### Set of tasks
1. Print the section of the sermon passage on loving enemies between "Sure, it’s much" and "and the fools.", inclusive.
2. In the sermon passage on loving enemies, what name have some given to the kingdom Jesus asked people to begin to implement?

### Selected passage
=== Section Start ===

Sure, it’s much easier to look at how other people treat their enemies than how we treat our own, but that’s not the message that Jesus spoke. Jesus didn’t ask for more people to tattle on others, he asked for people to begin to implement what some have termed the Upside Down Kingdom, that is the kingdom that is unlike any other kingdom. A kingdom that isn’t made up of powerful men, but is rather made up of men, women and children; of the weak, the frail, the dropouts, the losers, the sinners, the failures and the fools.
No, it doesn’t fit into our logical lives as we have them now. That’s the point. It doesn’t make sense to love our enemies, but Jesus tells us that God has already given us the example. He says that God “makes his sun rise on the evil and on the good, and sends rain on the righteous and on the unrighteous.” God blesses all people, no matter their religion, skin color, gender, sexual preference or actions. God isn’t showing any favoritism. God loves each and every one of us just the way we are. Hear that again, God loves everyone. God loves those who don’t love him. The people who don’t think God exists, God loves them. The people who think they’re right and everyone else is wrong, God loves them. The people who only love themselves, God loves them too.

=== Section End ===

### Data segment

=== Section Start ===

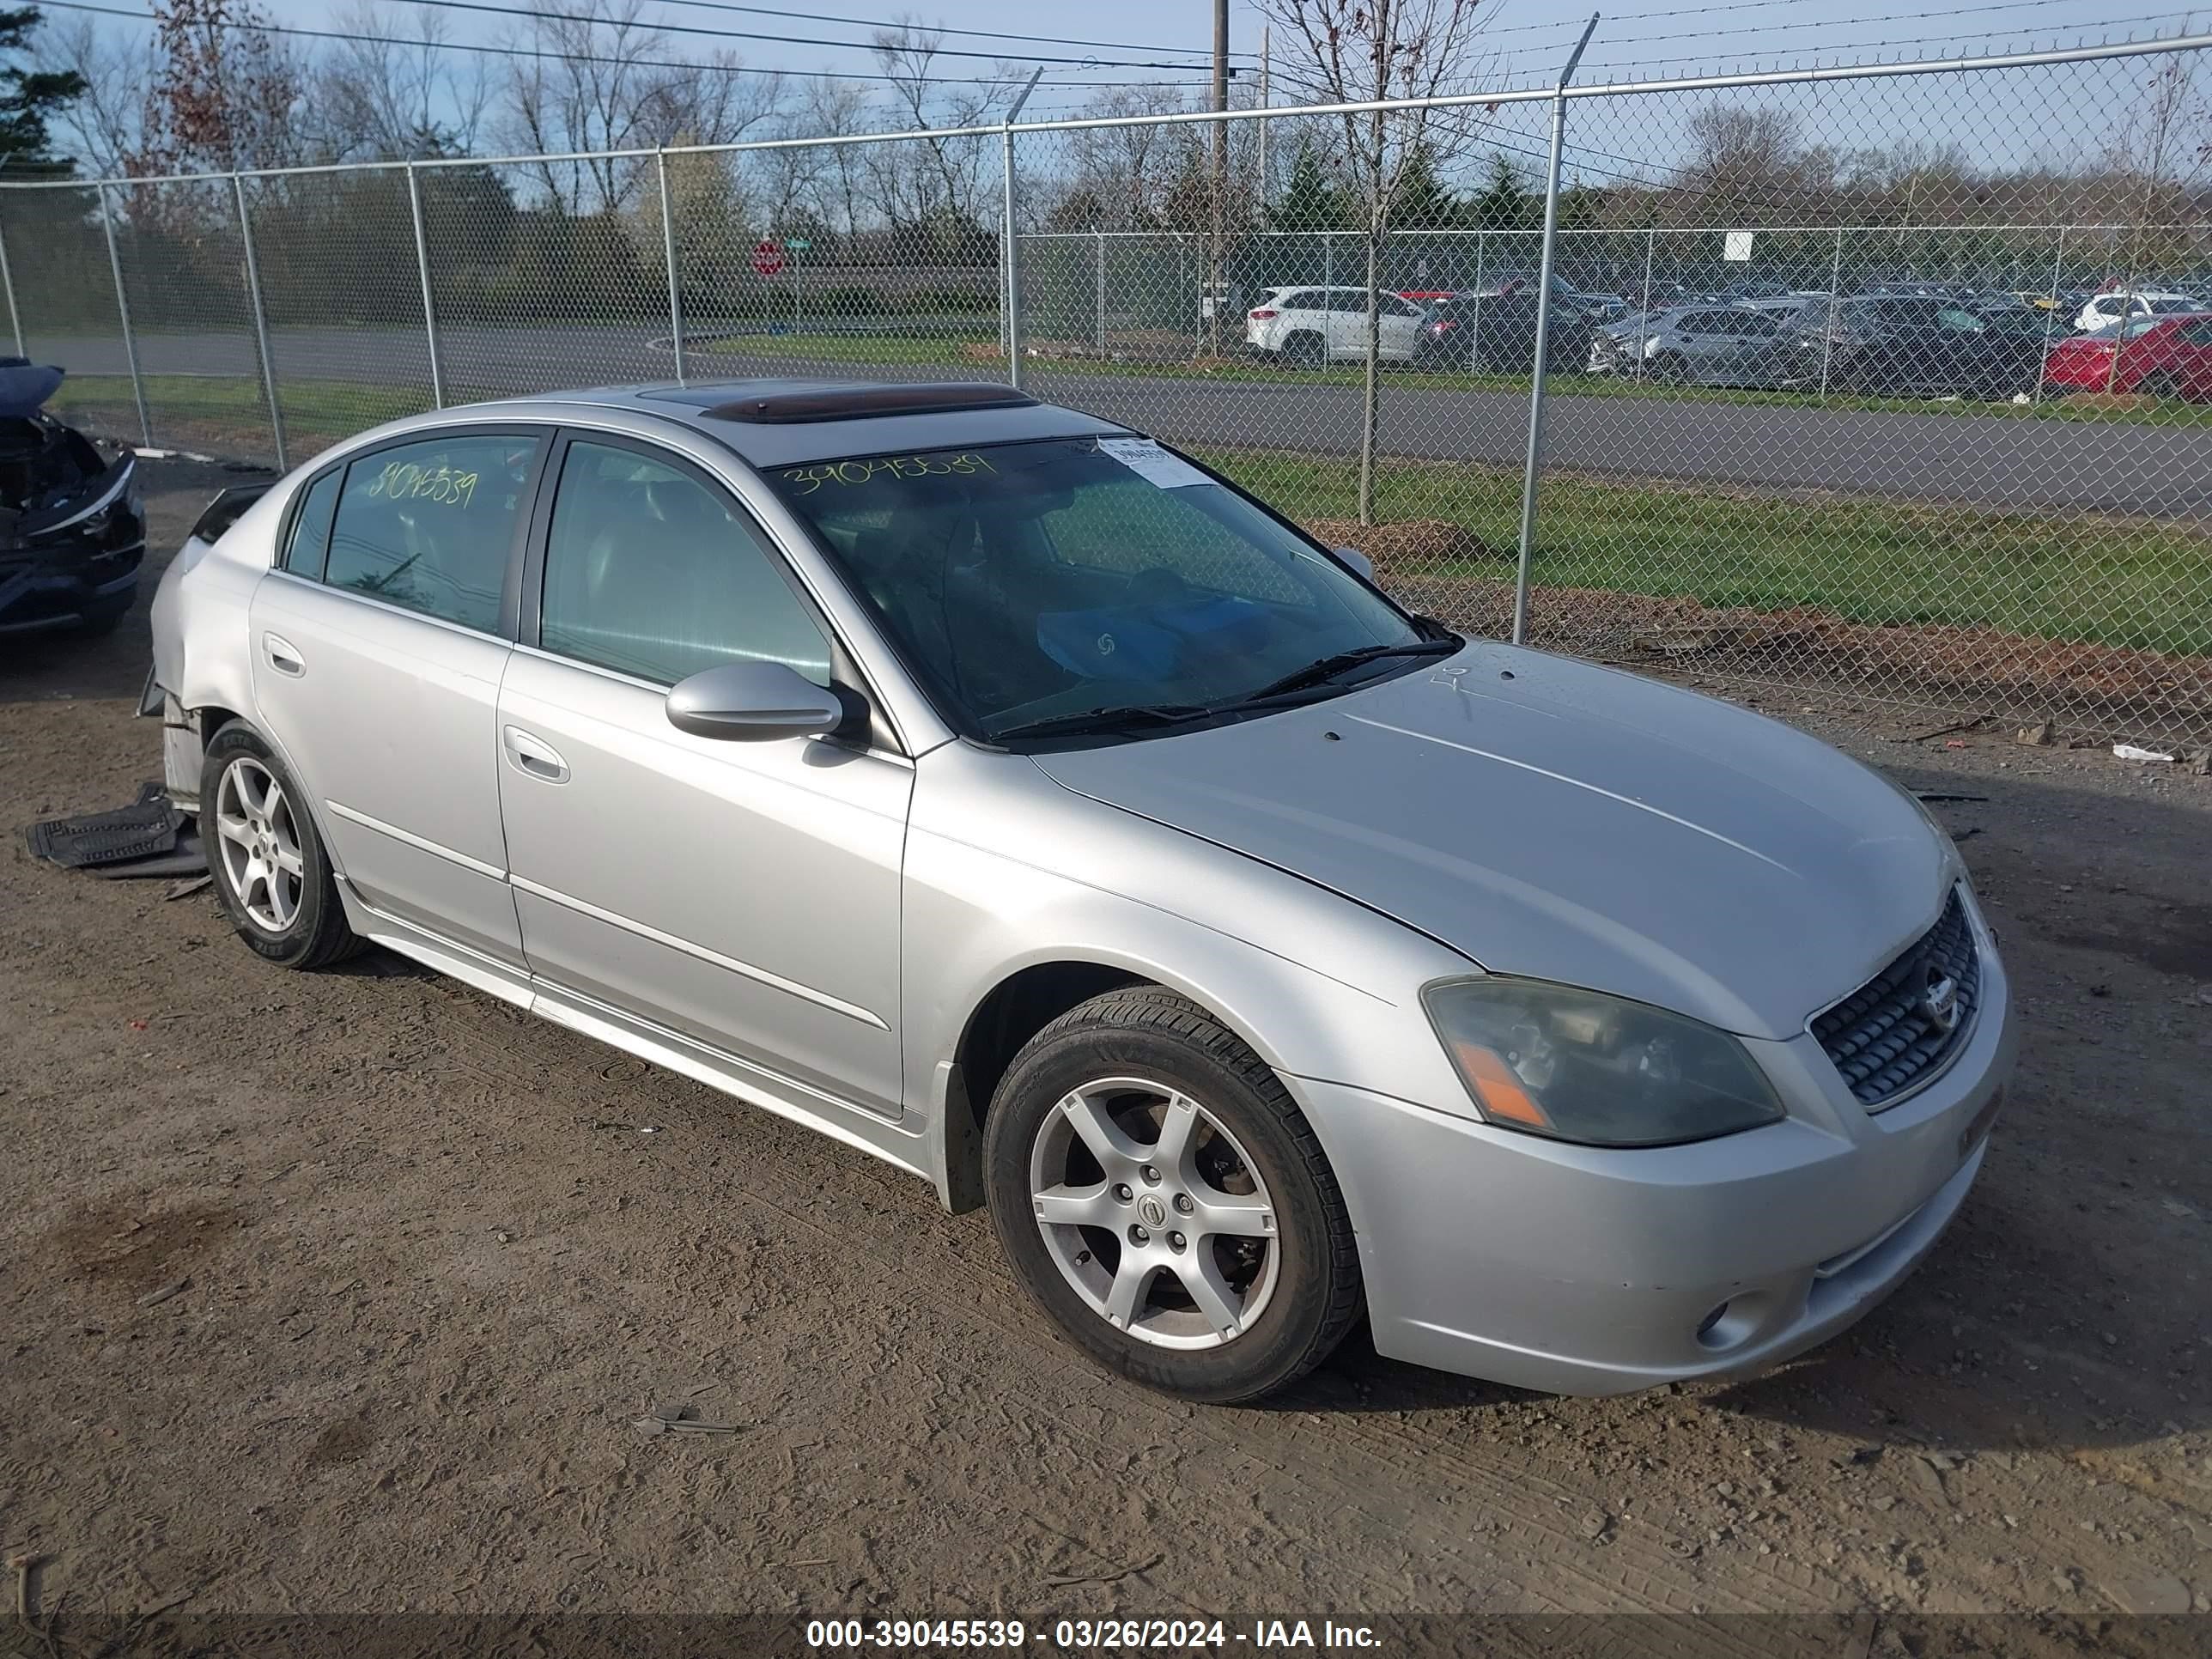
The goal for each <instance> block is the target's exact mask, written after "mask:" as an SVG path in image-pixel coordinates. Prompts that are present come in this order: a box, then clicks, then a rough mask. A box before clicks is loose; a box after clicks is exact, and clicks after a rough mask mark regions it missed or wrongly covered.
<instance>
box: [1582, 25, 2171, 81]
mask: <svg viewBox="0 0 2212 1659" xmlns="http://www.w3.org/2000/svg"><path fill="white" fill-rule="evenodd" d="M1922 15H1927V13H1922ZM1936 15H1942V13H1936ZM2185 15H2188V13H2183V11H2154V13H2148V15H2141V18H2095V20H2090V22H2064V24H2051V29H2046V31H2037V33H2048V35H2053V38H2057V35H2073V33H2090V31H2095V29H2119V27H2121V24H2137V22H2172V20H2177V18H2185ZM1863 22H1885V18H1865V20H1863ZM1785 27H1796V24H1785ZM1708 33H1734V31H1730V29H1714V31H1708ZM1694 38H1697V35H1663V38H1659V40H1655V42H1652V44H1661V46H1663V44H1668V42H1670V40H1694ZM1993 38H1995V35H1980V33H1975V31H1971V29H1969V31H1960V33H1955V35H1918V38H1911V40H1882V42H1880V51H1887V49H1891V46H1938V44H1944V42H1951V40H1993ZM1617 44H1624V46H1626V44H1635V42H1617ZM1796 51H1798V53H1801V55H1820V53H1829V51H1834V53H1851V51H1867V49H1865V46H1820V44H1807V46H1798V49H1796ZM1708 55H1710V53H1677V55H1670V58H1646V55H1637V58H1606V60H1599V62H1595V64H1586V66H1588V69H1650V66H1655V64H1697V62H1705V58H1708ZM1743 58H1752V60H1763V58H1774V53H1763V51H1761V53H1743ZM1739 62H1741V58H1739Z"/></svg>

=== Section End ===

### Answers to the problems
1.
Sure, it’s much easier to look at how other people treat their enemies than how we treat our own, but that’s not the message that Jesus spoke. Jesus didn’t ask for more people to tattle on others, he asked for people to begin to implement what some have termed the Upside Down Kingdom, that is the kingdom that is unlike any other kingdom. A kingdom that isn’t made up of powerful men, but is rather made up of men, women and children; of the weak, the frail, the dropouts, the losers, the sinners, the failures and the fools.

2. The Upside Down Kingdom.